▶ PROBLEM
Extract the records in full, leaving every picture out.

---------- INFORMATION SHOWN

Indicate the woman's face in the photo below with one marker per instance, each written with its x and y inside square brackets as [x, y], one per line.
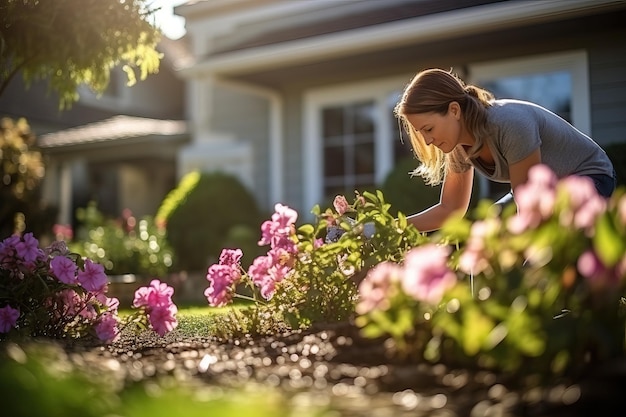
[442, 131]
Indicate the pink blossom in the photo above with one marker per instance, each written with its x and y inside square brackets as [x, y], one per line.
[376, 289]
[426, 273]
[535, 199]
[93, 277]
[8, 318]
[163, 319]
[161, 294]
[231, 257]
[267, 271]
[106, 328]
[112, 304]
[596, 273]
[28, 249]
[141, 297]
[341, 204]
[64, 269]
[71, 301]
[221, 281]
[584, 203]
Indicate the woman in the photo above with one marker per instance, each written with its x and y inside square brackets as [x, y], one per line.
[455, 128]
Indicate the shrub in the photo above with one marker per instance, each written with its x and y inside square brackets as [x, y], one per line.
[200, 213]
[408, 194]
[124, 245]
[21, 169]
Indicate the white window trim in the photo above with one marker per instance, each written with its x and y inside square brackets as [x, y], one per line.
[573, 61]
[376, 90]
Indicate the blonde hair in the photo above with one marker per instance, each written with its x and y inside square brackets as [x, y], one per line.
[433, 90]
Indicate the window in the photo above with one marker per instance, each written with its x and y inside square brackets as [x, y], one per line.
[558, 82]
[349, 138]
[348, 141]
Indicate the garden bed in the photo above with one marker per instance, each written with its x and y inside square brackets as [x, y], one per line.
[332, 366]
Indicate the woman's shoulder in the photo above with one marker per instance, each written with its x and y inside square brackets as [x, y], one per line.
[514, 111]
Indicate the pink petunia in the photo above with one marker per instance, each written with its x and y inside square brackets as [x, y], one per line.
[426, 274]
[341, 204]
[106, 328]
[8, 318]
[28, 249]
[221, 282]
[231, 257]
[377, 287]
[93, 277]
[64, 269]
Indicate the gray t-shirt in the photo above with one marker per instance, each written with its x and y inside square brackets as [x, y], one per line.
[519, 127]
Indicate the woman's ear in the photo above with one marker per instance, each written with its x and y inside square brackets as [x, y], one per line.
[455, 109]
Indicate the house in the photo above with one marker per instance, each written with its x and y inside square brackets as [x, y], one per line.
[296, 97]
[118, 149]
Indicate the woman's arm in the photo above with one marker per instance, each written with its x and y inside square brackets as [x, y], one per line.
[518, 172]
[455, 195]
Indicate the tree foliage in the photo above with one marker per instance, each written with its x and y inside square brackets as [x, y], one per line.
[74, 42]
[21, 171]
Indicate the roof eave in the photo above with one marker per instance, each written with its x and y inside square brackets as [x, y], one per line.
[421, 29]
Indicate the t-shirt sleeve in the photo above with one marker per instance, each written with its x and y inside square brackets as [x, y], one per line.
[518, 138]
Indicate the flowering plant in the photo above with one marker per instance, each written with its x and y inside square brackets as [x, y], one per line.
[305, 279]
[53, 292]
[539, 292]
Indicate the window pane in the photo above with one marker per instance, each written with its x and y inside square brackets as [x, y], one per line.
[364, 158]
[363, 118]
[550, 90]
[334, 161]
[333, 121]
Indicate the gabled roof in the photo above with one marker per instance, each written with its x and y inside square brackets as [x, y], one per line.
[115, 129]
[288, 49]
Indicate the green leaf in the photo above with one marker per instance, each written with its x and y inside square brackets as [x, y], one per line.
[607, 242]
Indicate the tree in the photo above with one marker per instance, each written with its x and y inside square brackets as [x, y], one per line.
[21, 171]
[74, 42]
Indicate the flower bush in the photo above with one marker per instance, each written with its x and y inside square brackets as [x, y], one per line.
[126, 245]
[305, 278]
[539, 292]
[55, 293]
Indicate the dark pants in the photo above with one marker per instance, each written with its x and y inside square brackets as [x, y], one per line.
[605, 185]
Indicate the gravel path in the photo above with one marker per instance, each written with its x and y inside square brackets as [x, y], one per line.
[334, 366]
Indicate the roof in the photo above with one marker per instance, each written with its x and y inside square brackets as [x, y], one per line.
[117, 128]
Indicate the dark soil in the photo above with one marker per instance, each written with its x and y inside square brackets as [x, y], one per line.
[334, 366]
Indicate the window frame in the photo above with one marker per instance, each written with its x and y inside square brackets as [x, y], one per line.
[315, 100]
[574, 62]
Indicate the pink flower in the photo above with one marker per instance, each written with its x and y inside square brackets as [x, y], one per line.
[341, 205]
[106, 328]
[596, 273]
[28, 249]
[375, 290]
[64, 269]
[163, 319]
[221, 281]
[267, 271]
[584, 203]
[93, 277]
[8, 318]
[426, 273]
[535, 199]
[71, 301]
[231, 257]
[111, 304]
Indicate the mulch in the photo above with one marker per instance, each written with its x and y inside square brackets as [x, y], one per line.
[333, 365]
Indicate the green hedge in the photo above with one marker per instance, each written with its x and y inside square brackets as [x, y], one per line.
[205, 212]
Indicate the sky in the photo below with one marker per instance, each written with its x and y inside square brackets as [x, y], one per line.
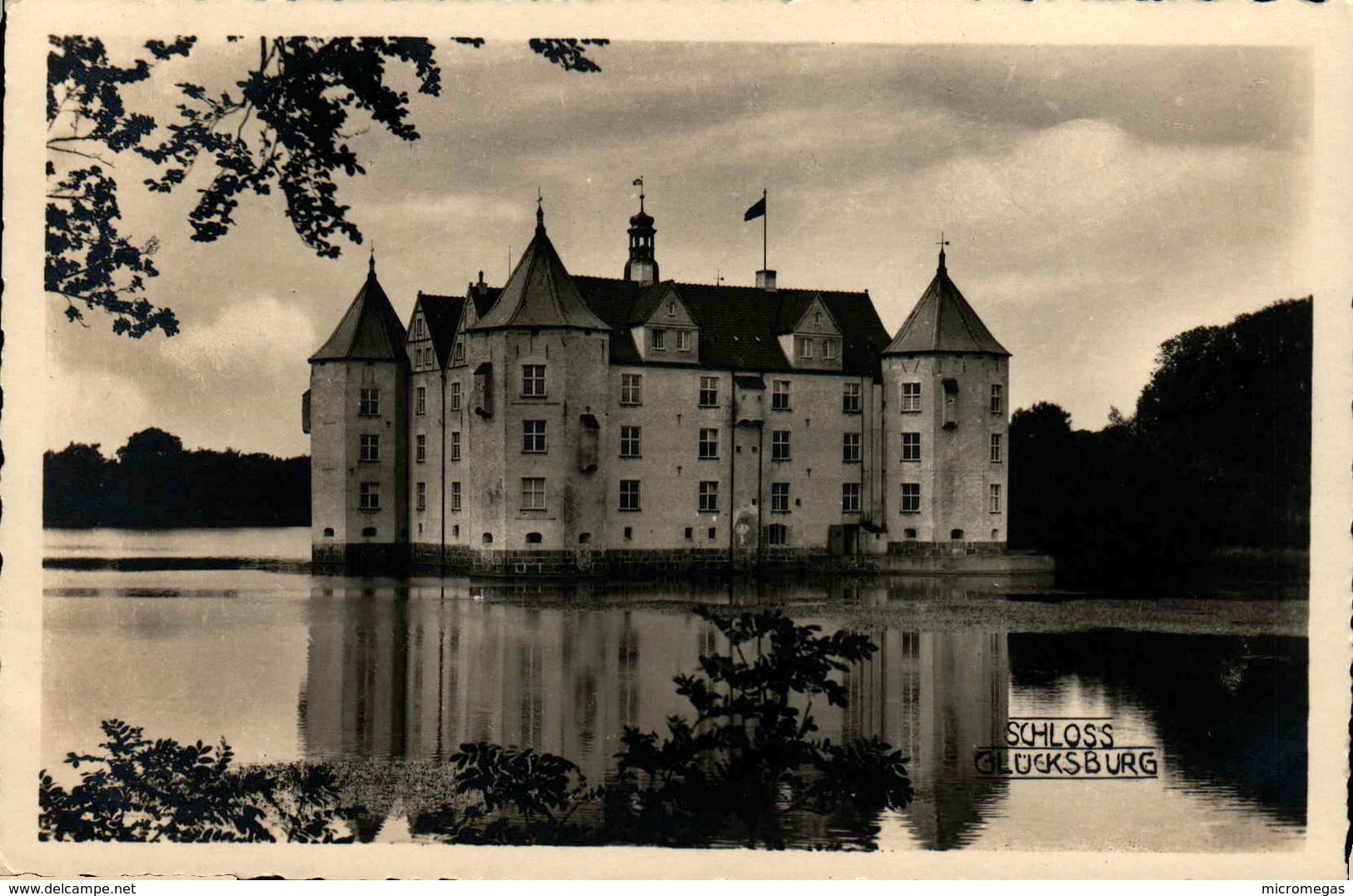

--------------------

▶ RESULT
Indicate the woman's face in the photo below with one marker per instance, each written with its x and y inside square brackets as [x, y], one per line.
[442, 131]
Indicate the pink blossom in the photo above with one marker per instance, each written with its x and y inside square brackets as [x, y], one per line.
[376, 289]
[426, 273]
[535, 199]
[93, 277]
[8, 318]
[163, 319]
[161, 294]
[231, 257]
[267, 271]
[106, 328]
[112, 304]
[596, 273]
[28, 249]
[141, 297]
[341, 204]
[64, 269]
[71, 301]
[221, 281]
[584, 203]
Indicate the woman in the photo above with one marker per instance, each written with its x and y inside square brackets as [x, y], one per line.
[455, 128]
Indicate the shrub in the photo above with one marker per instance, each written with its x and y inside square brackets as [x, y], one per line.
[200, 213]
[408, 194]
[124, 245]
[21, 169]
Indicate the white window trim in the photo above with one marker per instance, each written with its x and y inside square brackets as [x, y], one per line.
[573, 61]
[376, 90]
Indicate the blonde hair in the photo above with one marker per instance, each written with its x and y inside square brackets as [x, y], one per line.
[433, 90]
Indicate the window in the photo above with one marker per instance, each written with its x and y inside square brackets as [x, y], one per line.
[558, 82]
[349, 138]
[348, 141]
Indicate the garden bed in the photo above with one marker per instance, each written with its x and y inside square brackets as [x, y], one per line.
[332, 366]
Indicate the woman's shoulder in the photo above with one marker per instance, each written with its x and y inside square brackets as [x, y], one per line.
[514, 111]
Indicate the pink petunia in the photo above with one marker per instance, each written with its x and y inside square brackets as [x, y], one per line.
[426, 274]
[341, 204]
[106, 328]
[8, 318]
[28, 249]
[221, 282]
[231, 257]
[377, 287]
[93, 277]
[64, 269]
Indicate the gray t-shirt in the photo above with one marker per instance, each written with its x and y inside square brackets as [x, y], one per line.
[519, 127]
Indicate the woman's ear in the photo above with one marker per instance, each written with its x and y inside square brackets as [x, y], one per line.
[455, 109]
Indicate the house in the photo above with one marker per instance, each written with its x and y inside square brackets as [x, y], one per line.
[296, 97]
[118, 149]
Indicate the woman's arm in the photo above with one marker per instance, each written with its x and y inside square brackets as [x, y], one per line.
[518, 172]
[455, 195]
Indicate the tree foliage in the photo above with one marker per instance, each written with its x and y inside square brackets as [x, y], one per line.
[74, 42]
[21, 171]
Indicate the roof eave in the photo above with one marker per instance, each written with its x and y inside square brackets as [x, y], one per line.
[421, 29]
Indicate the t-shirt sleeve in the photo above with one marker per instance, each written with its x and y inside square brackets as [x, y], one per line.
[518, 138]
Indicate the flowering plant in the photo above with one marker per instance, each written with its x and y inside square brackets as [x, y], one per line.
[305, 279]
[53, 292]
[539, 292]
Indicate the window pane in the photo above with one marker per instance, each written with its x and y inside square brackets as [x, y], one per line.
[364, 158]
[363, 118]
[550, 90]
[334, 161]
[333, 121]
Indicate the gabled roof in the photo above with one marker per instance, each written with its x and y inside square brackets as [x, y], one per line.
[115, 129]
[288, 49]
Indicate the green leaf in the photo above with one marker per instance, each written with its x and y inside square brackets as [x, y], one per line.
[607, 242]
Indicate the tree in the photo above with one marker per instance, each written with its x and y inside square brackets as [x, y], one per line.
[21, 171]
[74, 42]
Indicate the flower bush in the photo above with one marker per instance, each written with its x and y inside square brackets as [x, y], one per line.
[126, 245]
[305, 278]
[539, 292]
[55, 293]
Indicate the dark pants in the photo above with one marker per instance, each written with its x and y inside square brackets as [x, y], one per line.
[605, 185]
Indicate the gravel path in the photo above with one marker per instance, each written with its x and y inside square brackets as [x, y], one per line.
[334, 366]
Indicate the roof in the photo above with one marker per instance, each written with its x and y inside square brackets as [x, y], one per line.
[117, 128]
Indicate the dark soil in the photo above with one marker per instance, each written with its x and y inside square brackets as [x, y], one per line.
[334, 366]
Indicate the window frame in the photo above with one marker per instance, each written with its x and y inside square brackets as [x, y], one per line.
[315, 100]
[574, 62]
Indicate the pink flower in the photo above with one marker per instance, each written with its x and y inside square brackets as [x, y], one per line.
[341, 205]
[106, 328]
[596, 273]
[28, 249]
[375, 290]
[64, 269]
[163, 319]
[221, 281]
[267, 271]
[584, 203]
[93, 277]
[8, 318]
[426, 273]
[535, 199]
[71, 301]
[231, 257]
[111, 304]
Indicate the mulch in the photo above with one marker per instance, each written with its x and y inside square brackets as [x, y], one per line.
[333, 365]
Indicate the green hedge in the photo above with one marker per instance, each written with its x and y inside square brackets as [x, y], one per line.
[205, 212]
Indicate the sky in the photo below with one marker per instance, each written with its x and y inside square brackets as [x, y], one per line.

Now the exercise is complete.